━━━ Records shown
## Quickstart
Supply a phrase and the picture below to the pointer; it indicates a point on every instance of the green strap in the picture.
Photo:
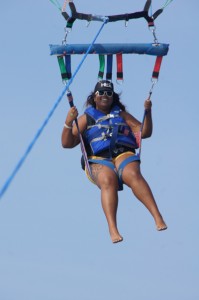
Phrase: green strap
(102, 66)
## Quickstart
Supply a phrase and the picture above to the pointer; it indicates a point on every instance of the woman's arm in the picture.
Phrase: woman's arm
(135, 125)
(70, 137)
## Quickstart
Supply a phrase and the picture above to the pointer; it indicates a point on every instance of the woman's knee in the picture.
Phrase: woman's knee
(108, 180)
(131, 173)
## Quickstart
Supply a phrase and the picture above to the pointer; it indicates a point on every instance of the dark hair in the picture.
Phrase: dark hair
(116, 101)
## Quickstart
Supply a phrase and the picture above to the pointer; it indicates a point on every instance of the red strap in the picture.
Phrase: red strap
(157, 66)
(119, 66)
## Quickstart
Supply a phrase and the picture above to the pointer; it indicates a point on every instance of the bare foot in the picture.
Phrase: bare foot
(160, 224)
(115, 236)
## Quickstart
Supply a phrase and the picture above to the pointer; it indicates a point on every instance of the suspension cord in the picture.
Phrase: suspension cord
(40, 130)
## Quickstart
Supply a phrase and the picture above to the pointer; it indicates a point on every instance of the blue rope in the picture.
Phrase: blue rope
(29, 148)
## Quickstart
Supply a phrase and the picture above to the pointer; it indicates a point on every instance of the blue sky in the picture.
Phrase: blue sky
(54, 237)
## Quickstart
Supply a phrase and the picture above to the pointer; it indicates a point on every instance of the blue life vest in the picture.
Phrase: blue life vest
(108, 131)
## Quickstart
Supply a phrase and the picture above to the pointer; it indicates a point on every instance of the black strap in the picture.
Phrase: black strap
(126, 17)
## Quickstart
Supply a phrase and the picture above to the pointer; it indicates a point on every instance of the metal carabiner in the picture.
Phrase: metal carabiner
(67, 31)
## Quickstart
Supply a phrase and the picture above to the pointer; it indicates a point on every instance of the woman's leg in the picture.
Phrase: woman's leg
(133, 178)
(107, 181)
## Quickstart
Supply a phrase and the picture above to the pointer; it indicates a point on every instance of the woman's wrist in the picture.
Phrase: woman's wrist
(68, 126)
━━━━━━
━━━ Records shown
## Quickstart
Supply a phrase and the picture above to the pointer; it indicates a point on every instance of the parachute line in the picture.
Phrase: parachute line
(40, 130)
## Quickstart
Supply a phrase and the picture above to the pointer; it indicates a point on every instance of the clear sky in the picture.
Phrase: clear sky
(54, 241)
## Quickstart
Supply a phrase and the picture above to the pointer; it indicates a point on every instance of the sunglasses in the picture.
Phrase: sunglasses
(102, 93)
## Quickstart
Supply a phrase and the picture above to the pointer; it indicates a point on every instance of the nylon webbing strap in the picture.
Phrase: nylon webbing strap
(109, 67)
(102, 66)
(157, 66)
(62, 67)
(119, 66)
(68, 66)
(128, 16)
━━━━━━
━━━ Records shown
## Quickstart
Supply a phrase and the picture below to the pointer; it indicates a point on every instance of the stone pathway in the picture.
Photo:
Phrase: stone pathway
━━━━━━
Exercise: Which of the lines above contain the string "webbing"? Pick out and copy each one, treating uppercase and lowercase as different.

Exercise result:
Supply a phrase and the picture above to the pointer; it indicates a point on every instance of the nylon webbing strap in the picture.
Phrase: nylon webbing strap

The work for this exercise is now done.